For the first time, consumers can reach a food safety hotline at Ohio State University by e-mail: foodsafety@osu.edu
Thanks to a partnership between The Kroger Co. and the Center for Innovative Food Technology (CIFT), Ohio State's Food Safety Hotline -- 1-800-752-2751 (toll-free in Ohio) -- has had trained students answering calls from 9 a.m. to 5 p.m. Monday through Friday since July. Before that, callers usually would leave a message unless a faculty member was immediately available to assist. The hotline has been available since 1985 and is housed in the university's Food Industries Center, in the College of Food, Agricultural, and Environmental Sciences.
Hotline coordinator Stephanie Smith, a food scientist with CIFT, and other faculty and staff involved with the hotline realized that many of the people who called didn't have easy access to the Internet. That's when they began thinking: What about the people who do have such access? Since many people prefer to get information electronically, they decided to add the e-mail address to the hotline options, offering consumers another option for easily accessible information and answers to their food safety questions.
The foodsafety@osu.edu address has just been launched. Questions e-mailed to that address will automatically go to the students answering hotline questions as well as a group of faculty members studying different aspects of food safety from the Department of Food Science and Technology, the Department of Human Nutrition, the Food Industries Center, and Ohio State University Extension.

INFORMATION GIVEN:
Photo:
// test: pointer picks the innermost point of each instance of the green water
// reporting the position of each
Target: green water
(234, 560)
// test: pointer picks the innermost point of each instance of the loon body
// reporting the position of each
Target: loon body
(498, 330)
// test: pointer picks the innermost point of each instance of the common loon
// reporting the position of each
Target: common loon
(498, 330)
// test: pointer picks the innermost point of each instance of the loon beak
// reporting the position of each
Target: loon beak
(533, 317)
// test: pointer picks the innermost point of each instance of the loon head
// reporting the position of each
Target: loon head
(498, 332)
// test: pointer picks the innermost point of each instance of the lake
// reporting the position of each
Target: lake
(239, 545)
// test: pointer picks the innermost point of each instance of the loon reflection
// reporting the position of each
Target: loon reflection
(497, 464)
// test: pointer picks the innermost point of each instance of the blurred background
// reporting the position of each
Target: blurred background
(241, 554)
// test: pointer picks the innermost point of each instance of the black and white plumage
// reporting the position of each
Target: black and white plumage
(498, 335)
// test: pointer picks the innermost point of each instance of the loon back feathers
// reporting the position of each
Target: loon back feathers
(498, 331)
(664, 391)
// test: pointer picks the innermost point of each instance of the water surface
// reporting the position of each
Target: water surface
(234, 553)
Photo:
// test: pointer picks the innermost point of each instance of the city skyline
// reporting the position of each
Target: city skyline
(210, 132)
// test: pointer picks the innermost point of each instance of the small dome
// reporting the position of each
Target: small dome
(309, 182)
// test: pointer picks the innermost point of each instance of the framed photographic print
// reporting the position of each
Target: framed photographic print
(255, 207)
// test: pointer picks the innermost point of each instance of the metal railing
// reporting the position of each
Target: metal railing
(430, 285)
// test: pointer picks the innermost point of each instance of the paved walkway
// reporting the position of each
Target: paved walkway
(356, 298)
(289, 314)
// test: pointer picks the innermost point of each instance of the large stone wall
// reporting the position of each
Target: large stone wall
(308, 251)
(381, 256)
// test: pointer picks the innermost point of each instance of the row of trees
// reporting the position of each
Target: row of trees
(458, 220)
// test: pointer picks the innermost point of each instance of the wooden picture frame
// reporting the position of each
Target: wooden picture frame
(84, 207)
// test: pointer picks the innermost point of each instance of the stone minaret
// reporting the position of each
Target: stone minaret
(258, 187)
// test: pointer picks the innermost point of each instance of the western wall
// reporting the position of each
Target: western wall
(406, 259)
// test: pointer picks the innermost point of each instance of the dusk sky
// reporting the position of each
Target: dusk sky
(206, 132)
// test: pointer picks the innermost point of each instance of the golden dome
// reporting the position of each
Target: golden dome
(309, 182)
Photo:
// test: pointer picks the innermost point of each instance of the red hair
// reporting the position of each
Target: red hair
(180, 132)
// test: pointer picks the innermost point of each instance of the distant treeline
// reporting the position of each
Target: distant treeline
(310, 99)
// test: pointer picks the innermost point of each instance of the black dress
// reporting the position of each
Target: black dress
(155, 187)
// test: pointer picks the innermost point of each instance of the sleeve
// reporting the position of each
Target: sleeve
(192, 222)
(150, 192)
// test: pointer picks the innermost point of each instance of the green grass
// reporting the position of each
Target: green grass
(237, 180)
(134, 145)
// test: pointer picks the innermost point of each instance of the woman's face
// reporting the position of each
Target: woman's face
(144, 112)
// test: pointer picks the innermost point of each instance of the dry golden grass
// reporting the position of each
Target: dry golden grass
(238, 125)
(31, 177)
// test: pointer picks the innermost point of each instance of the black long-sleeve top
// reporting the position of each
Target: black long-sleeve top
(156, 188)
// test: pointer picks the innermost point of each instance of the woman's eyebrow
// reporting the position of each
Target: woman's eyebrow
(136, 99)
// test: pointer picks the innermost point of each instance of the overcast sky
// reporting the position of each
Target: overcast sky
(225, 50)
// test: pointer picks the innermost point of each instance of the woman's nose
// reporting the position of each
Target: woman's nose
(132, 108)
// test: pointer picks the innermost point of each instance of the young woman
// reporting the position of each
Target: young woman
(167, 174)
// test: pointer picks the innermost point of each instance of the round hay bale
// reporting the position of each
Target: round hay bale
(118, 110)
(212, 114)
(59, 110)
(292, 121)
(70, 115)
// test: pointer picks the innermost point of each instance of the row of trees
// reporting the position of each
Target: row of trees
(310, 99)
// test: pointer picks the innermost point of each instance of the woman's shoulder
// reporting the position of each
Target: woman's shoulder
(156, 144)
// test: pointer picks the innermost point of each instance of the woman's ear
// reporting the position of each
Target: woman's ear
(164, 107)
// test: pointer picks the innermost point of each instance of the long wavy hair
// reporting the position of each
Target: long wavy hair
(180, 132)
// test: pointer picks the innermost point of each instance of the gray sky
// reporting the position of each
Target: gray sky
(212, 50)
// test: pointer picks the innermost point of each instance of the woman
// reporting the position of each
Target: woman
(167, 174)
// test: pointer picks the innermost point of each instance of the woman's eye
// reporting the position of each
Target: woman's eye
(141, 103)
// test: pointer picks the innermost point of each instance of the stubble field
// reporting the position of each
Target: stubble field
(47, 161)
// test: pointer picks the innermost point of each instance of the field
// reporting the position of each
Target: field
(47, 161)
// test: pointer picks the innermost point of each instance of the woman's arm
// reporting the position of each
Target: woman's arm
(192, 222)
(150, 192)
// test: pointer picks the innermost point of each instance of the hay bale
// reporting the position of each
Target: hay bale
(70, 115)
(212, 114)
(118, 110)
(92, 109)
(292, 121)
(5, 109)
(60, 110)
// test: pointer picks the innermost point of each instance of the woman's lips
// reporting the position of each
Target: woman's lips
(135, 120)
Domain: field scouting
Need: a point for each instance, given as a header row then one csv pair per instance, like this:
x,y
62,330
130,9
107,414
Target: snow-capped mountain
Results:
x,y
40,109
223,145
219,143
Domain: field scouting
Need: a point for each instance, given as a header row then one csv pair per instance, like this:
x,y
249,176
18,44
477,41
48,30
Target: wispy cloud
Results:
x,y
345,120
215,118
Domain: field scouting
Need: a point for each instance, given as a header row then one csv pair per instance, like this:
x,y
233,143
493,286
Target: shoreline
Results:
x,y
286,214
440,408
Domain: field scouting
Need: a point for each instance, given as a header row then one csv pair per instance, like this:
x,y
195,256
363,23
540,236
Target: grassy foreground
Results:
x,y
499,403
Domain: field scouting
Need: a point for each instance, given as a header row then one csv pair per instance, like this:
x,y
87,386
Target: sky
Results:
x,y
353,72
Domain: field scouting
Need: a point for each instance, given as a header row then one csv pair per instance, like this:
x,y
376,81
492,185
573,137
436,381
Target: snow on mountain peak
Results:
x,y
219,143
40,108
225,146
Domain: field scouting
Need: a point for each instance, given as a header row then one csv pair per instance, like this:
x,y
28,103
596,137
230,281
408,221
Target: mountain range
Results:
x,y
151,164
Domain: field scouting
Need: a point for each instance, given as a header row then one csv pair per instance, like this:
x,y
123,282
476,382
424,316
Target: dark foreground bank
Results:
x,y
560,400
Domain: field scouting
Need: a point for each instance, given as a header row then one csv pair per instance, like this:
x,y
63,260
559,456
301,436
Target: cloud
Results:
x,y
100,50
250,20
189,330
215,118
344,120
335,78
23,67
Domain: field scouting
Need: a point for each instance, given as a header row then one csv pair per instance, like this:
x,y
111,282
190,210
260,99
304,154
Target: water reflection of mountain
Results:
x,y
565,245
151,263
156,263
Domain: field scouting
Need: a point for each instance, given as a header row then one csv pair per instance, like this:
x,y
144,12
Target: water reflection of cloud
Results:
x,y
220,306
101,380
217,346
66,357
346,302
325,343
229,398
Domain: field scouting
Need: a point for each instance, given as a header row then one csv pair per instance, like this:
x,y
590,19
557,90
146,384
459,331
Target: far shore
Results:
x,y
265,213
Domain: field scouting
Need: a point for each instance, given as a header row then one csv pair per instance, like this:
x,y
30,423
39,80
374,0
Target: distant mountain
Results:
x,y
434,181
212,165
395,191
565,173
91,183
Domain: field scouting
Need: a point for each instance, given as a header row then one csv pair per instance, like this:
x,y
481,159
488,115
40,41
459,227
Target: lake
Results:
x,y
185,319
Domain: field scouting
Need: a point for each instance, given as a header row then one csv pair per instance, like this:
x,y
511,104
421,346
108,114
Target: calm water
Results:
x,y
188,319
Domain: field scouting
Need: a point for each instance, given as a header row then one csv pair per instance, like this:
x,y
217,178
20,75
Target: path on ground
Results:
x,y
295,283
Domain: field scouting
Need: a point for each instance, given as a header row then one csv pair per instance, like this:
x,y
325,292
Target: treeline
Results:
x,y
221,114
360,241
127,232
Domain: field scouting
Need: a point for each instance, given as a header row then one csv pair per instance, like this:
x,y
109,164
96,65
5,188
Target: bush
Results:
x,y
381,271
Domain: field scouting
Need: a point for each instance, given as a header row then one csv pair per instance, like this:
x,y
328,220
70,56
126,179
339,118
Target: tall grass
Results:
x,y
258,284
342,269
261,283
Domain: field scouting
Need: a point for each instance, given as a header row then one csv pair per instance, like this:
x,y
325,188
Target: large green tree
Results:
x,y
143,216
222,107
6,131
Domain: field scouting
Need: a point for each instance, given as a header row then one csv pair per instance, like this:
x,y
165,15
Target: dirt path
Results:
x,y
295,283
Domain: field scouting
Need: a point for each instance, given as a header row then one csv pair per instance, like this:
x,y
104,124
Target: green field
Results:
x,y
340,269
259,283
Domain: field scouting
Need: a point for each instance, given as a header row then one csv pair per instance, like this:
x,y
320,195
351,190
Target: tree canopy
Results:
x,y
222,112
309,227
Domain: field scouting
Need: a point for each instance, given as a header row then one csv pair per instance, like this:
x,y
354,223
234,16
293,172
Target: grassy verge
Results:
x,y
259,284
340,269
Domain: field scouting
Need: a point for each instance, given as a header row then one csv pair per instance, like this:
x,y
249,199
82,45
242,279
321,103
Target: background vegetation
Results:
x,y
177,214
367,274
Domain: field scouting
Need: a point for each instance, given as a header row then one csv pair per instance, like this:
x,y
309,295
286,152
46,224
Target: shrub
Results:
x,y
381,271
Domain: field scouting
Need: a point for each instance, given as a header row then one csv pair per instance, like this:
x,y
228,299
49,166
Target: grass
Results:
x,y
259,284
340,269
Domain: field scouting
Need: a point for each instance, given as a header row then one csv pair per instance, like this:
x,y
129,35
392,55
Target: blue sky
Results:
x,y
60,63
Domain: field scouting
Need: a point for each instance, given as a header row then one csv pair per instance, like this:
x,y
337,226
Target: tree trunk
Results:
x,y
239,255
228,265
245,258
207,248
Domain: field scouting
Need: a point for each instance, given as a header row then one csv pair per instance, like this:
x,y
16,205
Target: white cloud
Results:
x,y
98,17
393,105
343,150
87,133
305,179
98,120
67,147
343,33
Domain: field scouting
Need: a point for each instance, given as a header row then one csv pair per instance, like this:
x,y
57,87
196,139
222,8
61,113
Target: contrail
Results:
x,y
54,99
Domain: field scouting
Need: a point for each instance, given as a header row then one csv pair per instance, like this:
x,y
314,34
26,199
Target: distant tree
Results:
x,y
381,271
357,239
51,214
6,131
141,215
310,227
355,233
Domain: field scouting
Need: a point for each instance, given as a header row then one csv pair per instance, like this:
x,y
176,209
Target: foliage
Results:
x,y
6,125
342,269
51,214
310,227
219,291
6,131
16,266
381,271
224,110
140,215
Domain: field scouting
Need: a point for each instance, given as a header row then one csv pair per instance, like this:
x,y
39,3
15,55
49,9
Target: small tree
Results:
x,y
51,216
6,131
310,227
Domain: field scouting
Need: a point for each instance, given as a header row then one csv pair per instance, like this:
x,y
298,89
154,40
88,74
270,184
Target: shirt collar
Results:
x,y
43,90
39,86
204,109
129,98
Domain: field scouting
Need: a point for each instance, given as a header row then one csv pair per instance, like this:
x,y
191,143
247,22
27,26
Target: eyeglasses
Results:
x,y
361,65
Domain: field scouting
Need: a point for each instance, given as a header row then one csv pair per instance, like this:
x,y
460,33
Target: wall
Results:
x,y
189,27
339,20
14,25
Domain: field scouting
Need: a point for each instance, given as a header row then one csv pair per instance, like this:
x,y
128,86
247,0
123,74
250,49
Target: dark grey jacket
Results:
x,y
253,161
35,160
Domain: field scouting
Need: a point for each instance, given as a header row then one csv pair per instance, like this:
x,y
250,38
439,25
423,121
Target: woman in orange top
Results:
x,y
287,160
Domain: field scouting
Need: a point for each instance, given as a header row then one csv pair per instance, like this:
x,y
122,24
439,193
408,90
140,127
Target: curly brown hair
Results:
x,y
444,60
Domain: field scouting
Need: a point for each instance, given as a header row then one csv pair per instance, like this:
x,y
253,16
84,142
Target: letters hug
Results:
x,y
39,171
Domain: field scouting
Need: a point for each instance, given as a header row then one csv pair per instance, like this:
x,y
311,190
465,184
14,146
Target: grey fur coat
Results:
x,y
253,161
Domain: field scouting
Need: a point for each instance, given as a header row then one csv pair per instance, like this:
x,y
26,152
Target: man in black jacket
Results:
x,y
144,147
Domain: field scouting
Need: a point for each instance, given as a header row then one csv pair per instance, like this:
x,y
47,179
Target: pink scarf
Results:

WHAT YOU WILL DO: Retype the part of the Ohio State food safety hotline text between "For the first" and "and Environmental Sciences.", inclusive, copying it word for word.

EXERCISE SOLUTION:
For the first time, consumers can reach a food safety hotline at Ohio State University by e-mail: foodsafety@osu.edu
Thanks to a partnership between The Kroger Co. and the Center for Innovative Food Technology (CIFT), Ohio State's Food Safety Hotline -- 1-800-752-2751 (toll-free in Ohio) -- has had trained students answering calls from 9 a.m. to 5 p.m. Monday through Friday since July. Before that, callers usually would leave a message unless a faculty member was immediately available to assist. The hotline has been available since 1985 and is housed in the university's Food Industries Center, in the College of Food, Agricultural, and Environmental Sciences.